> _Texte fourni_:
━━━━━━

À Paris, au mois de décembre 1889, les hôpitaux sont vites débordés. La grippe se transforme rapidement en une épidémie de pneumonie, et on compte 200 morts de plus chaque semaine, si bien que des hôpitaux de campagne doivent être créés dans l’urgence, les structures hospitalières ne pouvant plus suivre. Vers le 28 décembre, l’épidémie semble perdre en intensité à Paris mais gagne dans les autres grandes villes. Des villes comme Toulon, Ajaccio, Grenoble sont fortement touchées. Les universités de Montpellier et d’Angers doivent fermer, ainsi que toutes les écoles et l’opéra de Lyon. À l’Hôtel-Dieu, tous les médecins développent la maladie. La mortalité est estimée à 30% supérieure aux années précédentes, toutes causes confondues. Toujours à Paris, la presse parle de 400 à 500 cérémonies funèbres par jour, du jamais vu depuis la guerre de 1870. Très vite, l’économie s’en ressent. Les boulangers et les bouchers vendent des centaines de kg de nourriture en moins. Lyon doit arrêter ses métiers à tisser. Les villes de Marseille, Bordeaux, Rouen sont touchées à leur tour. De nombreux membres du gouvernement tombent malade. Puis, à la fin du mois de janvier, la presse ne parle presque plus de la maladie, comme si elle était en nette régression. IL est aussi noté que, contrairement à la grippe classique, un élargissement de la rate est notée dans de nombreux cas.

━━━━━━

> _Données fournies_:
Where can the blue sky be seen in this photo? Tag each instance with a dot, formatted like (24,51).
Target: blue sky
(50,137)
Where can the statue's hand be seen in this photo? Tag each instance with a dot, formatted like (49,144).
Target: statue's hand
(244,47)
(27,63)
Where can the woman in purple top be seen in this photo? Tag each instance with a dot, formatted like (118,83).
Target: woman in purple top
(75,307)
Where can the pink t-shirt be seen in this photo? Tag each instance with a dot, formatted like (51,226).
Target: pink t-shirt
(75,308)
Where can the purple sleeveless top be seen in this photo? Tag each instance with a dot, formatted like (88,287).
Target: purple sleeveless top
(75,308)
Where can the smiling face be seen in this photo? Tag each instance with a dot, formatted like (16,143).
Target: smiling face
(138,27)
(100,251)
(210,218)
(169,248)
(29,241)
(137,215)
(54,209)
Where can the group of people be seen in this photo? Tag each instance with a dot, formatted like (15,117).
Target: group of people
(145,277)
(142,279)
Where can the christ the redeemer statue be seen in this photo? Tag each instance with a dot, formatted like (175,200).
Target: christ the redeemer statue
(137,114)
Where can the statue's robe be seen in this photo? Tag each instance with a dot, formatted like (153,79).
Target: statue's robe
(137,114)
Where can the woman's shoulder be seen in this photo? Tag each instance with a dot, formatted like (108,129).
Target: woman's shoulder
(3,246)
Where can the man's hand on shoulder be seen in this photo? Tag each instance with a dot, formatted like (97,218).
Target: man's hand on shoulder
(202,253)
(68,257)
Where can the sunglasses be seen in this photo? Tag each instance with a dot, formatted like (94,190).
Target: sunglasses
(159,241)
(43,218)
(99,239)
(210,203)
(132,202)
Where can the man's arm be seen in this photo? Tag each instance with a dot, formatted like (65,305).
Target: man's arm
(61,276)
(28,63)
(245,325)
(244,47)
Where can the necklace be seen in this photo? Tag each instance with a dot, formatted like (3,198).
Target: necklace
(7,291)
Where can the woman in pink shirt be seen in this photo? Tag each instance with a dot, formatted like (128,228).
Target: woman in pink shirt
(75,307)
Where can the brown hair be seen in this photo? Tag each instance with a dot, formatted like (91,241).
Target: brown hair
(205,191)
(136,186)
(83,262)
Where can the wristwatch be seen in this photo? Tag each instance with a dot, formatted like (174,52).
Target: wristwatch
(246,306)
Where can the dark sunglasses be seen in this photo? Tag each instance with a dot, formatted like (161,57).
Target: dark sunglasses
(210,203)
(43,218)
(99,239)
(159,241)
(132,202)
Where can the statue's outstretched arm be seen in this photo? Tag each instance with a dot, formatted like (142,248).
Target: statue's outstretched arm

━━━━━━

> _Actions à mener_:
- 1) Indiquez si chacune des affirmations suivantes concorde avec le texte sur l'épidémie de grippe de 1889, en répondant par oui ou par non et en citant mot pour mot les termes du texte qui tranchent. (a) Vers le 28 décembre, l'épidémie paraît faiblir à Paris. (b) Les universités de Montpellier et de Lyon doivent fermer. (c) La presse fait état de 400 à 500 cérémonies funèbres par jour à Paris.
- 2) Rédigez la suite du texte sur l'épidémie de grippe de 1889, en reprenant après sa dernière phrase.

> _Réponses dans l'ordre_:
- 1)
(a) Oui : « Vers le 28 décembre, l’épidémie semble perdre en intensité à Paris ».
(b) Non : « Les universités de Montpellier et d’Angers doivent fermer, ainsi que toutes les écoles et l’opéra de Lyon ».
(c) Oui : « Toujours à Paris, la presse parle de 400 à 500 cérémonies funèbres par jour ».

- 2)
L’Italie et l’Espagne sont également gravement touchées. En décembre 1889, on dénombre 52000 cas à Madrid et un très grand nombre de morts. En janvier, à Madrid comme à Barcelone, on dénombre 200 à 300 morts par jour. Les gens pauvres n’ont plus rien pour se chauffer, et presque rien à manger.

En Allemagne et en Autriche, le nombre de cas augmente très rapidement en décembre. On dénombre jusqu’à 150.000 cas à Berlin. Là aussi, petit à petit, les pneumonies sont de plus en plus nombreuses et les morts s’accumulent.

À Londres, l’épidémie commence surtout à frapper en janvier 1890. On dénombre 1070 morts de pneumonie. Et très vite l’épidémie se répand dans les autres villes, jusqu’à Glasgow, Edinburgh et Dublin.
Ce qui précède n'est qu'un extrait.